== Exercise ==
Please extract, word for word, the passage of the legionella testing article below that begins at "WIDE Bay Hospital" and ends after "Mr Pennington said.".

== Extract to read ==
+---+

WIDE Bay Hospital and Health Service said the recent changes to reporting cases of legionella online aligned with their open and transparent record of water quality management.
WBHHS chief executive officer Adrian Pennington said the service had a well-established water risk management plan that included quarterly water testing not only for legionella strains, but various other bacteria.
"We've had a robust, proven water risk management plan in place for more than 12 months, and our staff welcome online public reporting of legionella testing,” Mr Pennington said.
"As part of our water quality plan, WBHHS has always openly provided information on any significant positive tests or potential public health risks, and disclosed to the community what remedial action was taken.
"We hope state-wide online reporting will highlight the stringent and extensive testing we already undertake, as well as the effectiveness of our response to any issue of concern.”
Wide Bay Public Health Unit physician Dr Margaret Young said WBHHS had a strong track record of extensive water quality testing, with 299 different sites across Wide Bay facilities tested at least twice in the past six months.
Of those, there were 11 samples with low-level positive counts during the first quarter and five during the second quarter. All but two positives were for legionella non-pneumophila, which is not usually associated with legionnaire's disease.
"The positive results were remediated quickly through measures that have proven to be successful, because re-samples were clear of any reportable legionella level,” Dr Young said.
"Remediation measures included heat and chlorine treatment, replacement of taps and pipes, a flush of the water through the system and other measures.”

+---+

== Source data ==
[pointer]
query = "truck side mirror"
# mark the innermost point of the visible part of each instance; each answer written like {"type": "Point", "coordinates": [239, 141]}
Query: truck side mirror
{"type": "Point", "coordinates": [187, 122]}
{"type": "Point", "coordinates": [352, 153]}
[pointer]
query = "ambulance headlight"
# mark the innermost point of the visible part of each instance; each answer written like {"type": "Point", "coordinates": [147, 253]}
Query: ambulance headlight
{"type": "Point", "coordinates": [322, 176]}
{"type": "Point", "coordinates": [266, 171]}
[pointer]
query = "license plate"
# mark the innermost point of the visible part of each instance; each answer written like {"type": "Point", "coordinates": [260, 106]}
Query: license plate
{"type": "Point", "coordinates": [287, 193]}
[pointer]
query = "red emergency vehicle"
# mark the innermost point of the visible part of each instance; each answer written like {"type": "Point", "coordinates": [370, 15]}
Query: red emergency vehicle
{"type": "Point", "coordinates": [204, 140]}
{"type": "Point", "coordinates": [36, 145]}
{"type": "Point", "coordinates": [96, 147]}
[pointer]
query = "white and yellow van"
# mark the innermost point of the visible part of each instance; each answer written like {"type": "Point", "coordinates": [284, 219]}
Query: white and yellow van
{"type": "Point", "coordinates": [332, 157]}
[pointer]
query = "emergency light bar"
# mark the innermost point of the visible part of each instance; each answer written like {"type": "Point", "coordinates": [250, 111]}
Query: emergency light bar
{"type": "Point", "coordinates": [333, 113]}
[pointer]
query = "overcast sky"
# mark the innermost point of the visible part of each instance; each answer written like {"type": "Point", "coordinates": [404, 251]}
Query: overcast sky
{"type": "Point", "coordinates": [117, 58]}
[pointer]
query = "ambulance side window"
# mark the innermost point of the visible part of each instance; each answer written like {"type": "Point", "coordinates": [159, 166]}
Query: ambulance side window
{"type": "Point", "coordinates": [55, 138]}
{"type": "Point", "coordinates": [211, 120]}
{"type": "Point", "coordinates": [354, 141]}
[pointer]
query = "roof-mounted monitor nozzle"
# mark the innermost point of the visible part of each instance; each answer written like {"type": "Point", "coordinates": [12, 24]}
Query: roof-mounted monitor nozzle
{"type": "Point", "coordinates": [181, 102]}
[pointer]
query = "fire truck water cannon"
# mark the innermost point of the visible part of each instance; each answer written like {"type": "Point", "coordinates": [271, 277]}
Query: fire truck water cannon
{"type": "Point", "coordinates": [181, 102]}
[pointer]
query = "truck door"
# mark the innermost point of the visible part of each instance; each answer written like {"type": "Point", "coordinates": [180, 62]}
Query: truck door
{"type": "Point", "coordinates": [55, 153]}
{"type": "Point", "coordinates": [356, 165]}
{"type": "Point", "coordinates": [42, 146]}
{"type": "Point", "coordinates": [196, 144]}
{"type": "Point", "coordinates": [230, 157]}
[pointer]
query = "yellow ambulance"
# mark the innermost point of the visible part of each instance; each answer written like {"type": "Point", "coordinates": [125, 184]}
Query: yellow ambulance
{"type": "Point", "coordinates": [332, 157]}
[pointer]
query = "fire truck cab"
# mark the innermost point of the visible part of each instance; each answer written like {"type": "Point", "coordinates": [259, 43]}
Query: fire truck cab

+---+

== Response to the task ==
WIDE Bay Hospital and Health Service said the recent changes to reporting cases of legionella online aligned with their open and transparent record of water quality management.
WBHHS chief executive officer Adrian Pennington said the service had a well-established water risk management plan that included quarterly water testing not only for legionella strains, but various other bacteria.
"We've had a robust, proven water risk management plan in place for more than 12 months, and our staff welcome online public reporting of legionella testing,” Mr Pennington said.